▶ [Task objective]:
Please repeat exactly the lines below from the one containing "Guideline: one marker per instance of the bank" down to the one containing "Target: marching soldier", both included, and nothing else.
-- Material provided follows --
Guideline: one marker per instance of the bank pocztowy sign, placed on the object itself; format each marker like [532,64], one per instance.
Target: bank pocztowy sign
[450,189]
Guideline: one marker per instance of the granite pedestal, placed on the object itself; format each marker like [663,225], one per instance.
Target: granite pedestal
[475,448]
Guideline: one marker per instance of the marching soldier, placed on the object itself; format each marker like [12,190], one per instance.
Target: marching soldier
-- Material provided concluded --
-- Material provided follows --
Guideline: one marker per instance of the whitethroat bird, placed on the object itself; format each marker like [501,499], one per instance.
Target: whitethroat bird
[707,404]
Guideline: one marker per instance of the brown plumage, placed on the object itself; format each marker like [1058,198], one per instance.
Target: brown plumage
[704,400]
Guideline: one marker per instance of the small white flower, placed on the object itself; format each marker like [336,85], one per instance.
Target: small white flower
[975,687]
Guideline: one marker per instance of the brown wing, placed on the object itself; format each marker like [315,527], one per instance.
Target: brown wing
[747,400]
-- Material provided concluded --
▶ [Task answer]:
Guideline: one marker per instance of the bank pocztowy sign, placed on the object itself; format each marker like [532,64], one per instance.
Target: bank pocztowy sign
[450,189]
Guideline: one marker per instance of the granite pedestal, placed on the object itself; format each marker like [663,225], one per instance.
Target: granite pedestal
[475,448]
Guideline: one marker per instance of the marching soldier, placed on the object itself; format each marker like [12,190], one per instance.
Target: marching soldier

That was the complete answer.